§ Working data:
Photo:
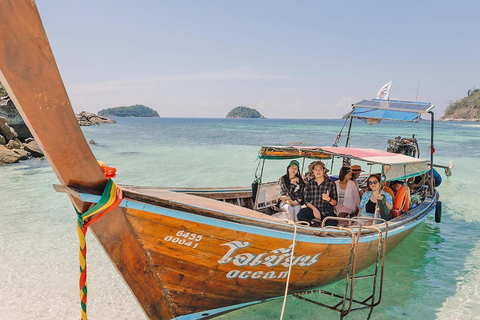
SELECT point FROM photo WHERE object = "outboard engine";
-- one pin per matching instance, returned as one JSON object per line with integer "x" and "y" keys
{"x": 404, "y": 146}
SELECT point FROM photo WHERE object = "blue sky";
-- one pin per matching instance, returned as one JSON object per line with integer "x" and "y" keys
{"x": 287, "y": 59}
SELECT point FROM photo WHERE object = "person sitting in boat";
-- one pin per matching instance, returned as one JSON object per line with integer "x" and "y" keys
{"x": 368, "y": 204}
{"x": 356, "y": 170}
{"x": 348, "y": 196}
{"x": 395, "y": 185}
{"x": 320, "y": 196}
{"x": 292, "y": 187}
{"x": 309, "y": 175}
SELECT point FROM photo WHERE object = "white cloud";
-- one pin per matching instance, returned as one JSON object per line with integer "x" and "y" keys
{"x": 241, "y": 73}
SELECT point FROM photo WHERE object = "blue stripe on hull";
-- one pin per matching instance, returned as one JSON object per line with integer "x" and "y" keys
{"x": 255, "y": 229}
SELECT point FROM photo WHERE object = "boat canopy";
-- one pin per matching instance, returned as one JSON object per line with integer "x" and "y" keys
{"x": 394, "y": 166}
{"x": 389, "y": 110}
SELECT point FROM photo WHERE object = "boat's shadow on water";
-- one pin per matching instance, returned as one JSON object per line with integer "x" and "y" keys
{"x": 420, "y": 275}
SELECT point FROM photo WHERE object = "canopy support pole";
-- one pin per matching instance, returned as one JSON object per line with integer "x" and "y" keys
{"x": 432, "y": 151}
{"x": 347, "y": 142}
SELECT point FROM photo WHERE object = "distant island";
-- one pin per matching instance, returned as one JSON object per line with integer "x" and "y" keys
{"x": 465, "y": 109}
{"x": 138, "y": 110}
{"x": 244, "y": 112}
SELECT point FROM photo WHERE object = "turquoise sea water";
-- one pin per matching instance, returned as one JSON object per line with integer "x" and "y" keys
{"x": 433, "y": 274}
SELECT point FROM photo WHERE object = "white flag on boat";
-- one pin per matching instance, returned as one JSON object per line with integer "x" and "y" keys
{"x": 384, "y": 92}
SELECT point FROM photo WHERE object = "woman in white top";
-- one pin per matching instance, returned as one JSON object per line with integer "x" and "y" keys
{"x": 348, "y": 197}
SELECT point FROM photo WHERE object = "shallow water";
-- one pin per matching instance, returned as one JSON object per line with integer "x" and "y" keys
{"x": 433, "y": 274}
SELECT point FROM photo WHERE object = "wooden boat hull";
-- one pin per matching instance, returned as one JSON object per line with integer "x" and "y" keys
{"x": 198, "y": 264}
{"x": 183, "y": 256}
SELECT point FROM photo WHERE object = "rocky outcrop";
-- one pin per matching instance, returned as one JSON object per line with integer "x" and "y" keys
{"x": 465, "y": 109}
{"x": 85, "y": 118}
{"x": 12, "y": 149}
{"x": 16, "y": 142}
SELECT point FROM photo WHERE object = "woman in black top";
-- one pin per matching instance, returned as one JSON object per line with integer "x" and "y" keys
{"x": 292, "y": 187}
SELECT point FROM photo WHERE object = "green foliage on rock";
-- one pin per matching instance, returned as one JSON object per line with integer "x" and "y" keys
{"x": 138, "y": 110}
{"x": 244, "y": 112}
{"x": 467, "y": 108}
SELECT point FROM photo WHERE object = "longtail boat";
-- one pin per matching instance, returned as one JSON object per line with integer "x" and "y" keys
{"x": 196, "y": 253}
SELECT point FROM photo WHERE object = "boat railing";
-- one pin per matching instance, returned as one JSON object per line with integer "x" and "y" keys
{"x": 347, "y": 301}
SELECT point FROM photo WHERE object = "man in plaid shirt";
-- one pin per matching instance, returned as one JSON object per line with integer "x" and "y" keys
{"x": 320, "y": 196}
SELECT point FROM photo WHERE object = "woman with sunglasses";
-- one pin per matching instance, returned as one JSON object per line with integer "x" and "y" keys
{"x": 348, "y": 196}
{"x": 368, "y": 204}
{"x": 292, "y": 187}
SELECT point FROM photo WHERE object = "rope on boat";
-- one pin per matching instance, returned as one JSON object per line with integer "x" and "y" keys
{"x": 289, "y": 266}
{"x": 111, "y": 198}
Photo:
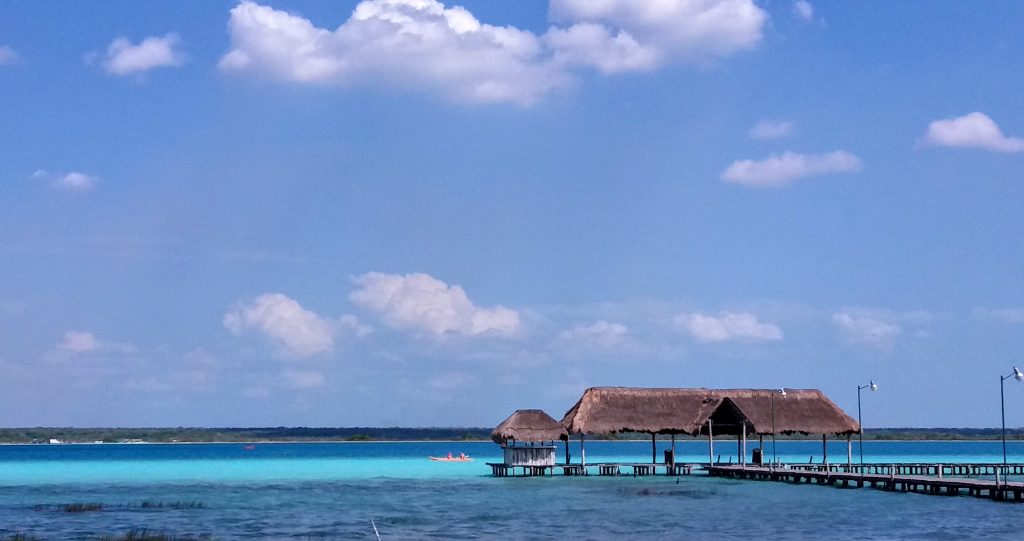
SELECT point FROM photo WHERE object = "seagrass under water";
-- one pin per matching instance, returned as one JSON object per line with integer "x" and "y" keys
{"x": 332, "y": 491}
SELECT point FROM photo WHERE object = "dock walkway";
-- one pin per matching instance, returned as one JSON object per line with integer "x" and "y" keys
{"x": 500, "y": 469}
{"x": 892, "y": 481}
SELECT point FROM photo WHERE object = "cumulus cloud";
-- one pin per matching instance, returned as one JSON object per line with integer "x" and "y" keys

§ Activity: All lines that include the word "water" must be copied from the material above.

§ Written response:
SELECT point FROM photo WHERE object = "boat's shadow on water";
SELECT point FROM photo WHERE object = "turquoise sea water";
SELECT point FROM photo WHERE object = "shallow water";
SELECT point FROM photo WHERE object = "seagrass under water";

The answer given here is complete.